> Written problem: Would you write out the entries below, every one of them, exactly?

> Working data:
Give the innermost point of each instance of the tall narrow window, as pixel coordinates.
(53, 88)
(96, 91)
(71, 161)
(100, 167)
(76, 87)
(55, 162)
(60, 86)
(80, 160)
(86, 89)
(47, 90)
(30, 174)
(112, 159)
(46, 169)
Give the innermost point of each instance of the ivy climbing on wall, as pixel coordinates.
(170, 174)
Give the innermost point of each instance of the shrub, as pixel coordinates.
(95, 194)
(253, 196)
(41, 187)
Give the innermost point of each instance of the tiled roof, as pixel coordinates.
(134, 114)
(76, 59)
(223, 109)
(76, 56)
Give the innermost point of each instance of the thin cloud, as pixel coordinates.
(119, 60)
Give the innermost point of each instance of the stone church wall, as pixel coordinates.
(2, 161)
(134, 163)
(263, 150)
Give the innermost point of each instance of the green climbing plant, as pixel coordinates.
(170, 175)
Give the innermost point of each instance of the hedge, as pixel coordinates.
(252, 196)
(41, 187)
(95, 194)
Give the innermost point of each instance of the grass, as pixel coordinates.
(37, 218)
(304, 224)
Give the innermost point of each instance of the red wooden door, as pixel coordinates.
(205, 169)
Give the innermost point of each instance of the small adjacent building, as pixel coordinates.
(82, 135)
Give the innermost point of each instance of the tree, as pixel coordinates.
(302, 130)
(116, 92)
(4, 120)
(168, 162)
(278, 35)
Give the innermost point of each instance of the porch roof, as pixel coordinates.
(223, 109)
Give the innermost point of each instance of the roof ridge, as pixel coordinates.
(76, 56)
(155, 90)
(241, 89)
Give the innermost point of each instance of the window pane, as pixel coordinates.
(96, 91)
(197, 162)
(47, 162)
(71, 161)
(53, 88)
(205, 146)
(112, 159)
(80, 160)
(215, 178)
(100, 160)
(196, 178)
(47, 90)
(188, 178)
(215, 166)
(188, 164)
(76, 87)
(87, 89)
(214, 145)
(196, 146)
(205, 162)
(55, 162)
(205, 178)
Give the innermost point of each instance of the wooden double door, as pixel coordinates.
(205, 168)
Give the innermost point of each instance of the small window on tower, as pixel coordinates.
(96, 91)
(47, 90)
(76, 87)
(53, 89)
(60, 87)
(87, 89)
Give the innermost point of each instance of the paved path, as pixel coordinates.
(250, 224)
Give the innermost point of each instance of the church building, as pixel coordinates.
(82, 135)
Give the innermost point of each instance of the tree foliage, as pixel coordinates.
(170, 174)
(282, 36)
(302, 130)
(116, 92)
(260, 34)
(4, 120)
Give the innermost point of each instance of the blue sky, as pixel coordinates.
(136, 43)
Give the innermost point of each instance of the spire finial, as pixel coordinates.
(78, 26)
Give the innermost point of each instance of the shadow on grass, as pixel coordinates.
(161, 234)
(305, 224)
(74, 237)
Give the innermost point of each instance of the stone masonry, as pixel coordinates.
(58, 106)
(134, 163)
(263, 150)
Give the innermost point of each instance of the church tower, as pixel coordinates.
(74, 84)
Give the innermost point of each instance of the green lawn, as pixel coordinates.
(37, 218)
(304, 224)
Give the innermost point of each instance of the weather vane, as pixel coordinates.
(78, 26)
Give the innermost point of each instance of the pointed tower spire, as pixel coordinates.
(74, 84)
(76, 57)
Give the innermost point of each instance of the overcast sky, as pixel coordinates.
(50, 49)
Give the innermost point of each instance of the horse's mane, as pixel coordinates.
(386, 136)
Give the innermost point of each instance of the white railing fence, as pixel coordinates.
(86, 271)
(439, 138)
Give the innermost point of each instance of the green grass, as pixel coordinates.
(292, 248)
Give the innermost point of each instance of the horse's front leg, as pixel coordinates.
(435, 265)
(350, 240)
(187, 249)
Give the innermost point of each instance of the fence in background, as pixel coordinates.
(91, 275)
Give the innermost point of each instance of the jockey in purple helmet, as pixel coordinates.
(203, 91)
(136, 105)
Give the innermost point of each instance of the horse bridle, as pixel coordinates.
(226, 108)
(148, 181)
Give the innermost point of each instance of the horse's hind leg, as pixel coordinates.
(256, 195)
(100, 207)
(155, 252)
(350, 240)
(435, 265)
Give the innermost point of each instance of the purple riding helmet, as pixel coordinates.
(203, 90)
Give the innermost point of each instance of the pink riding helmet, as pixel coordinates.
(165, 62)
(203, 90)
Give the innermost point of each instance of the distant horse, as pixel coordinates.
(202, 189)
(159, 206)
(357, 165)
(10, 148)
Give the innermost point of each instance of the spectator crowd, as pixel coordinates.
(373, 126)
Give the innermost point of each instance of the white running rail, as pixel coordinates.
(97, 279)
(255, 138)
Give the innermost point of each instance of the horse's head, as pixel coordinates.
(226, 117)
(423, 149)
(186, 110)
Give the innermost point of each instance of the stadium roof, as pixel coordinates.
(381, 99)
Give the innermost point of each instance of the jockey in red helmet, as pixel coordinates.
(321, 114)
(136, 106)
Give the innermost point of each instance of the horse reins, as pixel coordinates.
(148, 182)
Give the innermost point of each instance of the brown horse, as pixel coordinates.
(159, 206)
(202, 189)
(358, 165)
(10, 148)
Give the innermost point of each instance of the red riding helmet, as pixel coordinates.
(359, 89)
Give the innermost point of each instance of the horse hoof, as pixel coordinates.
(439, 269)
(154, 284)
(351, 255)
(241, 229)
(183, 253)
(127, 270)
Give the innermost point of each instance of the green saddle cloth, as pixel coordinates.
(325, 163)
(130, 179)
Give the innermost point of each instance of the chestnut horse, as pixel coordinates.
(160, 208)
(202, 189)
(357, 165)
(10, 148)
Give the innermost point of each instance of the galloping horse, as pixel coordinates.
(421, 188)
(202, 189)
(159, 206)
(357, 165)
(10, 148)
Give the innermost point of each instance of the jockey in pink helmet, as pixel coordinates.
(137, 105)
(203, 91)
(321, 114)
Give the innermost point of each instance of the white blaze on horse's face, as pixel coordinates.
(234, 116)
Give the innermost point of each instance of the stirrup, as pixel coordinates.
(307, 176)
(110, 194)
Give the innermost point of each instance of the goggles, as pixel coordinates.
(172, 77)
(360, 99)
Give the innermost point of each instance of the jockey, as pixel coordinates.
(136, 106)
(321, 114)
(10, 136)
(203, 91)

> Exercise response:
Give the innermost point of each instance of the tall narrow window, as pixel coordinates.
(53, 88)
(96, 91)
(71, 161)
(100, 167)
(76, 87)
(55, 162)
(60, 86)
(80, 160)
(86, 89)
(47, 90)
(30, 174)
(112, 159)
(46, 169)
Give the innermost point of each instance of the ivy climbing on wall, as pixel coordinates.
(170, 174)
Give the innermost point of each instance of the shrub, as pixel coordinates.
(95, 194)
(253, 196)
(41, 187)
Give the innermost point of each instance of the tiled roof, as pixel coordinates.
(134, 114)
(76, 59)
(223, 109)
(76, 56)
Give the innermost point of each instance of the thin cloud, as pixel coordinates.
(119, 60)
Give the innermost point of each instance of the stone church wall, as pixel coordinates.
(2, 161)
(134, 163)
(263, 150)
Give the innermost point of each instance of the green climbing plant, as pixel coordinates.
(170, 175)
Give the innermost point of each instance of the hedge, as pixel coordinates.
(252, 196)
(41, 187)
(95, 194)
Give the innermost point of each instance of the grass, as pixel coordinates.
(37, 218)
(304, 224)
Give the innermost point of each instance of the red wooden door, as pixel coordinates.
(205, 169)
Give the innermost point of each instance of the small adjacent building, as pixel coordinates.
(82, 135)
Give the innermost point of each instance of the tree, as pixel coordinates.
(302, 130)
(116, 92)
(4, 120)
(168, 162)
(278, 35)
Give the innermost point of each instance of the porch roof, as pixel coordinates.
(223, 109)
Give the innermost point of each instance of the roof ridge, as pixel coordinates.
(76, 56)
(155, 90)
(241, 89)
Give the innermost point of each instance of the window pane, as pixel coordinates.
(96, 91)
(197, 162)
(47, 162)
(71, 161)
(53, 88)
(205, 146)
(112, 159)
(80, 160)
(215, 178)
(100, 160)
(196, 178)
(47, 90)
(188, 178)
(215, 166)
(188, 164)
(76, 87)
(87, 89)
(214, 145)
(196, 146)
(205, 162)
(55, 162)
(205, 178)
Give the innermost point of each instance of the wooden double door, as pixel coordinates.
(205, 168)
Give the innermost point of each instance of the small window on tower, as pixel coordinates.
(96, 91)
(47, 90)
(76, 87)
(53, 89)
(60, 87)
(87, 89)
Give the innermost point of each instance of the paved path, as pixel coordinates.
(250, 224)
Give the innermost point of each instance of the church building, as pixel coordinates.
(82, 135)
Give the innermost point of each instance of the tree foliage, as pixel coordinates.
(170, 174)
(282, 36)
(302, 130)
(116, 92)
(260, 34)
(4, 120)
Give the innermost point of each instance of the blue sky, as pixel coordinates.
(136, 43)
Give the innermost point of each instance of the spire finial, as pixel coordinates.
(78, 26)
Give the innermost point of each instance of the shadow on grass, as pixel coordinates.
(161, 234)
(305, 224)
(74, 237)
Give the innermost point of each instance of the stone masonry, as pixel coordinates.
(58, 106)
(134, 163)
(263, 150)
Give the innermost point of each instance of the church tower, as pixel coordinates.
(74, 84)
Give the innermost point of each instance of the green lawn, as pixel coordinates.
(37, 218)
(304, 224)
Give the innermost point of each instance of the weather vane, as pixel coordinates.
(78, 26)
Give the innermost point of each instance of the pointed tower spire, as pixel coordinates.
(74, 84)
(76, 57)
Give the innermost point of each instance of the overcast sky, as pixel coordinates.
(50, 49)
Give the innermost point of each instance of the horse's mane, as pixel coordinates.
(386, 136)
Give the innermost point of each instance of the white railing fence, as pixel coordinates.
(86, 271)
(439, 138)
Give the innermost point of each instance of the green grass, as pixel coordinates.
(292, 248)
Give the innermost point of each instance of the horse's front leg, as pixel coordinates.
(435, 265)
(350, 240)
(187, 249)
Give the innermost point of each instance of the fence in background, as pixel coordinates.
(91, 275)
Give the innermost point of each instance of the jockey in purple helmet, as pixel coordinates.
(203, 91)
(136, 105)
Give the innermost point of each instance of the horse bridle, as pixel coordinates.
(226, 108)
(148, 181)
Give the innermost point of each instance of the horse's hind leg, as pixel coordinates.
(256, 195)
(100, 207)
(155, 252)
(350, 240)
(435, 265)
Give the innermost point of each instance of the purple riding helmet, as pixel coordinates.
(203, 90)
Give the innermost point of each instance of the pink riding helmet, as pixel coordinates.
(165, 62)
(203, 90)
Give the innermost point of each instance of the distant horse, as pixel coordinates.
(202, 189)
(159, 206)
(357, 165)
(10, 148)
Give the innermost point of each instance of the spectator crowd, as pixel coordinates.
(373, 126)
Give the innermost point of each instance of the white running rail, as pixel coordinates.
(97, 279)
(255, 138)
Give the innermost point of each instance of the horse's head, as pixel coordinates.
(226, 117)
(423, 149)
(186, 110)
Give the innermost point of each instance of the stadium roof, as pixel coordinates.
(381, 99)
Give the innermost point of each instance of the jockey in red helmet, as pixel coordinates.
(321, 114)
(136, 106)
Give the innermost point of each instance of the horse reins, as pixel coordinates.
(148, 182)
Give the innermost point of each instance of the brown horse, as pixel coordinates.
(159, 206)
(202, 189)
(358, 165)
(10, 148)
Give the innermost point of each instance of the red riding helmet, as pixel coordinates.
(359, 89)
Give the innermost point of each instance of the horse hoof, as pixel coordinates.
(439, 269)
(154, 284)
(351, 255)
(241, 229)
(183, 253)
(127, 270)
Give the innermost point of each instance of the green saddle cloth, as pixel coordinates.
(325, 163)
(130, 179)
Give the innermost point of each instance of the chestnut horse, as pixel coordinates.
(160, 208)
(202, 189)
(357, 165)
(10, 148)
Give the innermost point of each instance of the galloping horse, as pixel coordinates.
(421, 188)
(202, 189)
(159, 206)
(357, 165)
(10, 148)
Give the innermost point of each instance of the jockey in pink helmet, as pixel coordinates.
(137, 105)
(203, 91)
(321, 114)
Give the innermost point of each instance of the white blaze on horse's face, as pixel coordinates.
(234, 116)
Give the innermost point of each instance of the stirrup, as pixel coordinates.
(307, 176)
(110, 194)
Give the innermost point of each instance of the goggles, as pixel coordinates.
(172, 77)
(360, 99)
Give the innermost point of each instance of the jockey, as pixel coordinates.
(136, 106)
(321, 114)
(10, 136)
(203, 91)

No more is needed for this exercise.